[Questions]:
1. Decide whether each statement below agrees with the post about friends and recovery that follows. Answer yes or no for each, and quote the deciding words from the post. (a) The writer once felt their only purpose was to serve the people around them. (b) Mutualism benefits only one of the two species. (c) In commensalism, the species that does not benefit is harmed.
2. In the post about friends and recovery, what pairing is given as an example of mutualism?
3. Carry on writing the post about friends and recovery, starting after its final sentence.

Friends And Other Drugs

No One Told You, But Your Friends Don’t REALLY Want You To Get Better

You need help and your friends need help.

Your friends love toxic relationships too. They need to fix people like some of us do.

What happens when the person you help fix is “fixed”? What happens to that relationship then?

Working through your own mental illness is not just finding tactics to manage yourself, but also your surroundings and your relationships that take up part of that space.

If I had to define my purpose in the world, I would probably say that it’s to be there for other people. To help lift them up to their goals, to give them unwavering support. I felt that my sole purpose was to exist to serve other people around me. Notice the toxicity in that? Notice what’s missing in that equation?

What kind of people get drawn to someone with that type of thinking? Probably people who need a home base. People with high insecurities that need a steady stream of attention and devotion. Is there anything wrong with people complimenting each other’s emotional needs? Yes and no. It’s all about INTENTION.

If my getting better includes boundaries and less unwavering devotion, those relationships that require that fall apart slowly. If we take a page from our old biology classes, we can read about Symbiotic Relationships, in which two “species” benefit from the each other’s interaction together.

The real trick is knowing if your relationships are mutual or not. Mutualism benefits both species for long periods of time. Think a sea anemone and Nemo.

I would think Commensalism is the next level down from this. Where one species is benefited, but maybe the other is kinda neutral. They aren’t affected either way. Think “meh” relationship. “I could take it or leave it.”

(Collected data)
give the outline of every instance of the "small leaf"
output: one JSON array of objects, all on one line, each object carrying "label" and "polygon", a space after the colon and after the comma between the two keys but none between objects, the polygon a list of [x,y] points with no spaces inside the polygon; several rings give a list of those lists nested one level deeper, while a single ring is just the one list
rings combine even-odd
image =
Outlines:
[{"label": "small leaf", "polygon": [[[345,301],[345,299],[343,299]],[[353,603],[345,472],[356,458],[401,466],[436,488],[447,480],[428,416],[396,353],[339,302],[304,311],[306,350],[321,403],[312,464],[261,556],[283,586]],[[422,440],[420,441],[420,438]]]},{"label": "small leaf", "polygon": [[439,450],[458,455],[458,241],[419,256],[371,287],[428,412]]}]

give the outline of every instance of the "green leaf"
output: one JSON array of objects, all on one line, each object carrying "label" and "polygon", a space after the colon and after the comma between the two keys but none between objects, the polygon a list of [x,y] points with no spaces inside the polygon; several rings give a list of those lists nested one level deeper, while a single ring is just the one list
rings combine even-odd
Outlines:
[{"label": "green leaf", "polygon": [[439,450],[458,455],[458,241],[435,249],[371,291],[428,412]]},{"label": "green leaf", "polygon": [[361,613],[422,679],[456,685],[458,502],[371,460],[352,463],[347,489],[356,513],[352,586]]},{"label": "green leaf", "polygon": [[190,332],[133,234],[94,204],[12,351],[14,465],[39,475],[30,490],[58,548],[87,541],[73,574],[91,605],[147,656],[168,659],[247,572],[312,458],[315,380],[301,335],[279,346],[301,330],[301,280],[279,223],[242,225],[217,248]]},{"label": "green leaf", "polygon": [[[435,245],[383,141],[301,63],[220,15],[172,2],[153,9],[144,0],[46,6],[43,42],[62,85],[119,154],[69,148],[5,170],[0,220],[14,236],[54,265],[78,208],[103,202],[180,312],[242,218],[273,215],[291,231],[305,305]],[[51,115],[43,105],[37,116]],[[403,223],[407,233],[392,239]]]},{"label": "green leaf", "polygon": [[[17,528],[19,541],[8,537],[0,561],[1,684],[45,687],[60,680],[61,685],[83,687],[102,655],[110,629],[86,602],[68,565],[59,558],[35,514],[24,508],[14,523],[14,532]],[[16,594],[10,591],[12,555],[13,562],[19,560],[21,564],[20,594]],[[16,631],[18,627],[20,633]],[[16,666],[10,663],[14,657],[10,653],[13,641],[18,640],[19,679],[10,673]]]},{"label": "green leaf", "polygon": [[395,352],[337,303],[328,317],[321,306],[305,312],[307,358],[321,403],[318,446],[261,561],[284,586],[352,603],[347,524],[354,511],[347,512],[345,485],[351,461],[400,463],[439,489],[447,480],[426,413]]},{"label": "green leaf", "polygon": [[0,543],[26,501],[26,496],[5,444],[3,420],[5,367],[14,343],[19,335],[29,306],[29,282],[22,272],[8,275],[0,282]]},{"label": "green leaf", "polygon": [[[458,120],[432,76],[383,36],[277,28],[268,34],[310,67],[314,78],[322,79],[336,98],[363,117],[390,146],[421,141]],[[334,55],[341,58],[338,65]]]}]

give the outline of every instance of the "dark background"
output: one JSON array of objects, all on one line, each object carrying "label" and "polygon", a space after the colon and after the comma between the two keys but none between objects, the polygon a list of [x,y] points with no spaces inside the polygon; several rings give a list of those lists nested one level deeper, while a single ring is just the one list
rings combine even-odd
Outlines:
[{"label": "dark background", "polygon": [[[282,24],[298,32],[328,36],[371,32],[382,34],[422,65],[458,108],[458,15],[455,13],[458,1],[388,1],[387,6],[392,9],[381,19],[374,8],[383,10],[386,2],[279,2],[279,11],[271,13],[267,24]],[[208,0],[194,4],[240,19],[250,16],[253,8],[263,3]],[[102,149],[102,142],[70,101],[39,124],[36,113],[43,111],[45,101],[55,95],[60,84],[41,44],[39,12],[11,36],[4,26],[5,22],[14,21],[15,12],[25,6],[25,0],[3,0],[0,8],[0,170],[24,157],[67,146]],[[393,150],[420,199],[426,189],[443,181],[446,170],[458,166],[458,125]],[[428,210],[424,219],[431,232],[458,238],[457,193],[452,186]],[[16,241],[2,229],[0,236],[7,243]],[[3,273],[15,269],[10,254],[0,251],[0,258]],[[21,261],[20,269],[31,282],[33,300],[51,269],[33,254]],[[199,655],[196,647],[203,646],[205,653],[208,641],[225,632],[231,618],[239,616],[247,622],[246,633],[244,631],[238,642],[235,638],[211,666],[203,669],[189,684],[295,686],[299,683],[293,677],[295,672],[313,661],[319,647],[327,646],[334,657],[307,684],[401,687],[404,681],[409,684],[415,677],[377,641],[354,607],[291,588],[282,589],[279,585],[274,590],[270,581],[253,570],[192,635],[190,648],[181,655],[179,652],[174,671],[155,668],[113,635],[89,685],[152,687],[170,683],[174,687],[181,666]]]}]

[Results for each task]:
1.
(a) Yes: "I felt that my sole purpose was to exist to serve other people around me."
(b) No: "Mutualism benefits both species for long periods of time."
(c) No: "They aren’t affected either way."

2. A sea anemone and Nemo.

3.
The worst is Parasitism and that’s pretty self explanatory. If you aren’t sure, ask your ex (oo burn)!

I’m currently working through a reclassification of my friendships while redefining myself within my mental healing. Which people do I benefit from in this short life? Who do I benefit as well? Are there any species I should avoid as being possibly harmful?

I would also argue that Commensalistic relationships can be just as harmful, considering it’s space getting taken up by people that may not uplift yourself or the other (isn’t that the point?)

I dunno, ya’ll are reading a very abstract, thinking-out-loud blog post from a single, late-20’s woman. I’m not an expert on all different relationships. But I do know that while you tend to yourself, it can shift your relationships with others. Sometimes for the best, other times for the worst and no one really likes to mention the latter. Try to better yourself always, but don’t get obsessed with perfection of self. Just exist, don’t worry about “work”. Others will find your existence blissful.